As foreclosures mount and home prices skid, the loan review function, known as due diligence, is gaining attention. The FBI is conducting more than a dozen probes into whether companies along the financing chain concealed problems with mortgages. And a presidential working group has blamed the sub-prime debacle in part on a lack of diligence by investment banks, rating firms and mortgage-bond buyers.
"Although market participants had economic incentives to conduct due diligence," the group said in a policy statement, "the steps they took were insufficient." To prevent mortgage crises, the group recommended increased disclosure of "the level and scope of due diligence performed" on home loans underlying the securities.
At the height of the sub-prime era, such disclosure wouldn't have been pretty, the freelance loan checkers say.
In interviews with The Times, eight experienced loan reviewers said that as marginal lending increased, quantity took precedence over quality. Squads of 10 to 15 veteran loan checkers gave way, they said, to packs of 40 to 50 mostly novice reviewers posted at or near sub-prime factories such as now-defunct Orange County lenders New Century Financial Corp. and Ameriquest Mortgage Co.
Executives at the two main firms that hired the freelancers - Shelton, Conn.-based Clayton Holdings Inc. and San Francisco-based Bohan Group - say the reviewers weren't there to find every potential problem with a sub-prime loan. Rather, the executives say, the job was to perform specific tests to help buyers determine how much to pay for a pool of loans. In some cases, the investors wanted only minimal testing, said Frank P. Filipps, Clayton's chairman and CEO.
"The client really drives the process," Filipps said.

§ §

• **Directive 1**:
Reproduce the portion of the excerpt on sub-prime loan reviews that opens with the words "Executives at the" and closes with "chairman and CEO.".
• **Directive 2**:
In the excerpt on sub-prime loan reviews, how large were the packs of mostly novice reviewers that replaced the squads of veteran loan checkers?
The rows that come next are drawn from a separate source.

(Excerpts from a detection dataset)
§ §

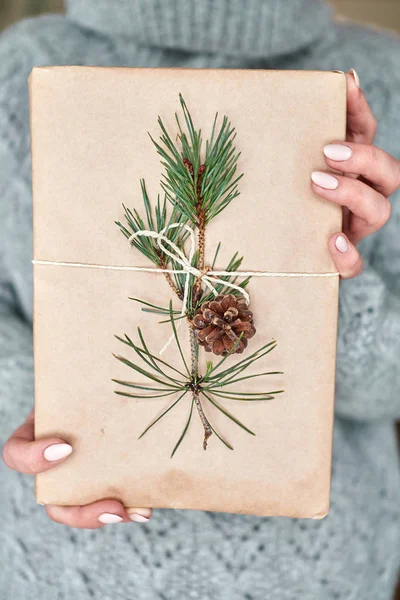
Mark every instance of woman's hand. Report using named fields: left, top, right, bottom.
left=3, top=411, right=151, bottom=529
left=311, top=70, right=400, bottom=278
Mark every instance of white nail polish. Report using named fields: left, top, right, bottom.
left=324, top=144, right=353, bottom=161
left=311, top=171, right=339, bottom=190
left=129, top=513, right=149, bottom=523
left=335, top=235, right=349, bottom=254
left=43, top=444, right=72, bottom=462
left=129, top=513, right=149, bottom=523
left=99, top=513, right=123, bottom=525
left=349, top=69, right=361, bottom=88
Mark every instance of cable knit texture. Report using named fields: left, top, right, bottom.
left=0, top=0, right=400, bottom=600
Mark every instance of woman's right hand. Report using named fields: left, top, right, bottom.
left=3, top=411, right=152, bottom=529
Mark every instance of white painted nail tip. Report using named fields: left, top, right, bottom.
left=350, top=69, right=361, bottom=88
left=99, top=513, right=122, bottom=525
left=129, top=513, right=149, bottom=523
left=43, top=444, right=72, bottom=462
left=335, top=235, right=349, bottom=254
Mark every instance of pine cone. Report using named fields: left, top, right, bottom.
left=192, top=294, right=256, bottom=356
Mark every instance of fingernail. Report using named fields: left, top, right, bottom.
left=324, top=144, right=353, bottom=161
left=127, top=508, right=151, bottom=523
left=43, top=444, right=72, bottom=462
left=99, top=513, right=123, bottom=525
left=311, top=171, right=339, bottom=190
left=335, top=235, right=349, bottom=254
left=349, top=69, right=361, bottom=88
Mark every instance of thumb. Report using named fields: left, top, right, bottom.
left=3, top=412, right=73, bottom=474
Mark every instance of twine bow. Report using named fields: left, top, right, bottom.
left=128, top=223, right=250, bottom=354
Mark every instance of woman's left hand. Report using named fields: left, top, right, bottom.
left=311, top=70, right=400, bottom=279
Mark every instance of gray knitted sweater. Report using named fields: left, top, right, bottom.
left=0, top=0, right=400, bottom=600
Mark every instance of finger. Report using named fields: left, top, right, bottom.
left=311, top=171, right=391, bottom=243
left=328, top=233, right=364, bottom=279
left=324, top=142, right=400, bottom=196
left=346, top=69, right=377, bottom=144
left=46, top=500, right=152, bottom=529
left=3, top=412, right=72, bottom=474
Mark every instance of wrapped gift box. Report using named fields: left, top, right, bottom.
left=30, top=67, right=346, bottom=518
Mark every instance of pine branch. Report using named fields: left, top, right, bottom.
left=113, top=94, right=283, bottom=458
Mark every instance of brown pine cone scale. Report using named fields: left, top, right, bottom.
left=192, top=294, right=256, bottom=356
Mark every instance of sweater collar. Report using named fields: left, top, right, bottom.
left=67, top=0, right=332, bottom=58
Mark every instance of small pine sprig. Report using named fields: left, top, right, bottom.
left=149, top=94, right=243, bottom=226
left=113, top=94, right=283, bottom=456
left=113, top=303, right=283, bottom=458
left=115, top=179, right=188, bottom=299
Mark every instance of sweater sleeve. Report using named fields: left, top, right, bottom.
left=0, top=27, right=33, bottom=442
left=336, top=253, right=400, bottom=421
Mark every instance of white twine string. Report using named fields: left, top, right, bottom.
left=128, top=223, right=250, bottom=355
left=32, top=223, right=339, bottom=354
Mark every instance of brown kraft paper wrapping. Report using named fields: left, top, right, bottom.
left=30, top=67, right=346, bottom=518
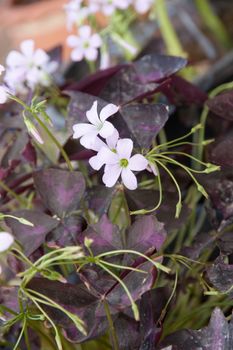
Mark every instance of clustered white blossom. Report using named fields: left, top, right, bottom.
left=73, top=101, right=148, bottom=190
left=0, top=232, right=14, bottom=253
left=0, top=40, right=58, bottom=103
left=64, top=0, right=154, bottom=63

§ §

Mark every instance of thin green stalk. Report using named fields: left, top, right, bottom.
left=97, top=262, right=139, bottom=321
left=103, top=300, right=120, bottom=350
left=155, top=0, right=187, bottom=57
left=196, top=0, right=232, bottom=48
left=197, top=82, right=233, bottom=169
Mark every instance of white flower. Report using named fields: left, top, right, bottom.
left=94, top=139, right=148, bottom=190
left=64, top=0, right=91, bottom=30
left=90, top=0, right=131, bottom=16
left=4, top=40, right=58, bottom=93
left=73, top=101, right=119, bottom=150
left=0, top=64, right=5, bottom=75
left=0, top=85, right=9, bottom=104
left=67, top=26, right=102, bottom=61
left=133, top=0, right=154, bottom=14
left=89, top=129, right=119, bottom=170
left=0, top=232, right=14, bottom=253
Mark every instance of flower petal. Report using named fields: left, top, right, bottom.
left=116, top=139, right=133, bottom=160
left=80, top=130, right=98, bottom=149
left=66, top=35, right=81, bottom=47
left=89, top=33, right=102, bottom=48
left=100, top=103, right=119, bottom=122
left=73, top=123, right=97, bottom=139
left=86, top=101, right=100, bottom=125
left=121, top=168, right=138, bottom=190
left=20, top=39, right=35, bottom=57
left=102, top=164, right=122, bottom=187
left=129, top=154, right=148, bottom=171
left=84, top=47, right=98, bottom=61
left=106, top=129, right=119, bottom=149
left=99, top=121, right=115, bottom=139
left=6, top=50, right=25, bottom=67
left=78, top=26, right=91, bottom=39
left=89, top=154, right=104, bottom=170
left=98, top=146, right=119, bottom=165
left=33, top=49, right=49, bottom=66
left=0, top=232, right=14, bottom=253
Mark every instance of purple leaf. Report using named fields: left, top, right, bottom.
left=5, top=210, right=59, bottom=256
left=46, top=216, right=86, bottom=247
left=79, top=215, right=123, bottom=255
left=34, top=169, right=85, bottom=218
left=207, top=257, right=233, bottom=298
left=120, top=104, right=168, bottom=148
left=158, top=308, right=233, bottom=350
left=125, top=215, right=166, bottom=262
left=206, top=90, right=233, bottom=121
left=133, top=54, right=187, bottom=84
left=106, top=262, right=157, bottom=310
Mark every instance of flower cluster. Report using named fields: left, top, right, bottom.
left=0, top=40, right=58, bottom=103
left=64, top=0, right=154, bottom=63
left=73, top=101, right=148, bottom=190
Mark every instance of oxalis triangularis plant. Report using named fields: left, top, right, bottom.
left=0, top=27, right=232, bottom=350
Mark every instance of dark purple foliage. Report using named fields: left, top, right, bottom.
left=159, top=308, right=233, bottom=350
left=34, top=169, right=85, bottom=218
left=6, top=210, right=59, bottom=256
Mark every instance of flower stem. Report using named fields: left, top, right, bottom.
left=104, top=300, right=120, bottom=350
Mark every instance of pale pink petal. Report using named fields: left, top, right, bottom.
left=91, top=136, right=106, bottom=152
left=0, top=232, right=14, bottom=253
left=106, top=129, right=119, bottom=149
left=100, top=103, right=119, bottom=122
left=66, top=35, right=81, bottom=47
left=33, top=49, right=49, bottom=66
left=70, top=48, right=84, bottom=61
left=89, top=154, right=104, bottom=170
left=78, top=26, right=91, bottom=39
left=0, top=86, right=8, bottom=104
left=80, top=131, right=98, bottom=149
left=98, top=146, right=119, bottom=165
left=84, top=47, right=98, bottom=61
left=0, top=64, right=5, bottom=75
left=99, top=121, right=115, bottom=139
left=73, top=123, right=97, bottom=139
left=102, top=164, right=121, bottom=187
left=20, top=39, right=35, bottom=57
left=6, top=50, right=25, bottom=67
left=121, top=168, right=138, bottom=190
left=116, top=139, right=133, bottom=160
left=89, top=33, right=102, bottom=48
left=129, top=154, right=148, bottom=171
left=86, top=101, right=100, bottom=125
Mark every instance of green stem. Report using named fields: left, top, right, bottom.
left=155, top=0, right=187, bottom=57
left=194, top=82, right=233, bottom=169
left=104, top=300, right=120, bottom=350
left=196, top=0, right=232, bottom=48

§ §

• **Full solution 1**:
Executives at the two main firms that hired the freelancers - Shelton, Conn.-based Clayton Holdings Inc. and San Francisco-based Bohan Group - say the reviewers weren't there to find every potential problem with a sub-prime loan. Rather, the executives say, the job was to perform specific tests to help buyers determine how much to pay for a pool of loans. In some cases, the investors wanted only minimal testing, said Frank P. Filipps, Clayton's chairman and CEO.

• **Full solution 2**:
They numbered 40 to 50 reviewers.